## TASKS TO COMPLETE
#1 Please transcribe the stretch of the leather-tooling instructions from "Method 2: Freehand" through "yet to come.".
#2 Go on with the leather-tooling instructions, picking up after their final sentence.

## PAGE EXTRACT
Step 1: Transfer Your Design to the Leather
Method 1: Transfer from a printout.
This is probably the safer way to go, and it's pretty easy to do.
- Print out a design.
- Get the leather a little bit wet*.
- Put the design on the leather, ink-side up.
- Trace the design (you can use a special tool called a stylus, or a pencil, or anything that will leave a bit of a dent on the leather).
Method 2: Freehand
I prefer this method, partially because I'm lazy, and partially because I like to make it up as I go. Usually I'll draw a sketch, decide what I like and don't like about it, and then draw a modified version on the leather. In this case, I got the leather a little wet so there would be a dent where I drew.
Step 2: Cut the Lines
Yes, you actually cut the leather wherever you want there to be a bold line or edge. Don't cut all the way through, but do cut about half-way. My first time tooling leather, I was so afraid of messing something up that I went really shallow with all the steps... and got a pretty boring, flat looking design. Be bold.
Warning: you may be tempted to stop after this step, because it's going to look pretty awesome already. Don't do it. Better things are yet to come.
The pictures show a good way to hold the swivel knife. It can swivel (thus the name), which allows you to cut really clean lines pretty easily. Keep it sharp.

## DATASET CONTENT

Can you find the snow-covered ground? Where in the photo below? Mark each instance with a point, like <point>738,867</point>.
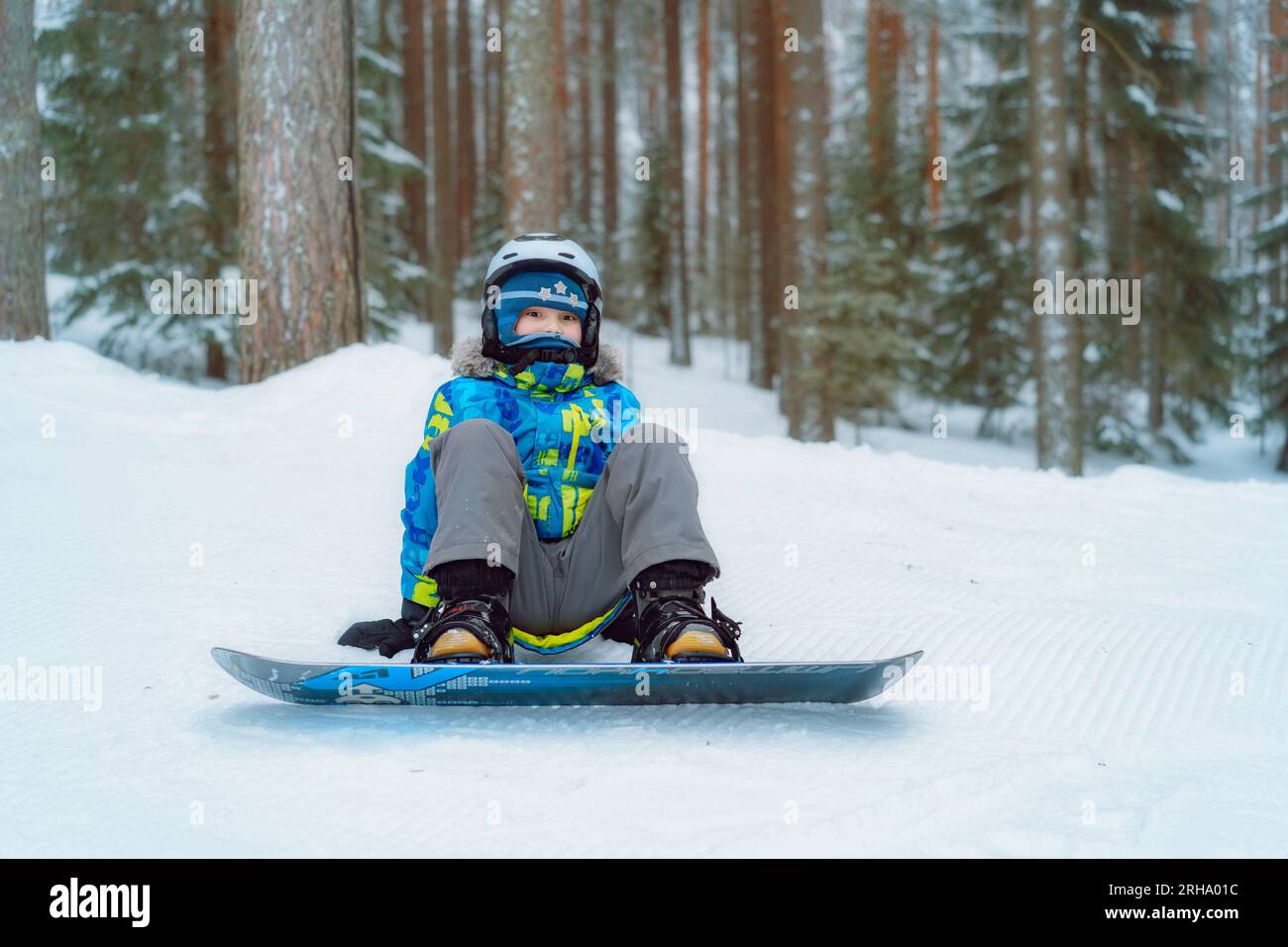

## OUTPUTS FOR THE TASKS
#1
Method 2: Freehand
I prefer this method, partially because I'm lazy, and partially because I like to make it up as I go. Usually I'll draw a sketch, decide what I like and don't like about it, and then draw a modified version on the leather. In this case, I got the leather a little wet so there would be a dent where I drew.
Step 2: Cut the Lines
Yes, you actually cut the leather wherever you want there to be a bold line or edge. Don't cut all the way through, but do cut about half-way. My first time tooling leather, I was so afraid of messing something up that I went really shallow with all the steps... and got a pretty boring, flat looking design. Be bold.
Warning: you may be tempted to stop after this step, because it's going to look pretty awesome already. Don't do it. Better things are yet to come.

#2
Step 3: Bevel the Edges
The idea is to bevel edges that you really want to stand out. Try beveling one side of a cut and not the other, or the outside of petals... or whatever needs beveling.
Step 4: Add Little Cutesy Stuff
One good tool is a "seeder", which makes little circles that look like the seeds in plants or flowers. Another is a "camouflage tool", which can make cool little dimples in leaves.
Step 5: Fill in the Background
Step 6: Add Finishing Touches / Edits
Step 7: Finish the Leather
I experimented on scrap pieces with some clear coats and stains that came with a starter kit I had, but didn't like the results. I ended up rubbing in Neat's Foot oil with an old sock. This really isn't a "finish", per se... it softens the leather (I was afraid this might mute the tooling, but it didn't seem to do so), but it doesn't seal it. To me, that's ok. If the leather gets a little weathered and develops a bit of a patina, I'll be happy.
Step 8: Enjoy Your Masterpiece
Bonus Tip: If you want to take nice pictures of your leatherwork, set up some strong lighting from the side. This really brings out the texture and lets the picture show what's going on down there (the lighting in these pictures might be a little too strong, but you get the idea).
Thanks for reading!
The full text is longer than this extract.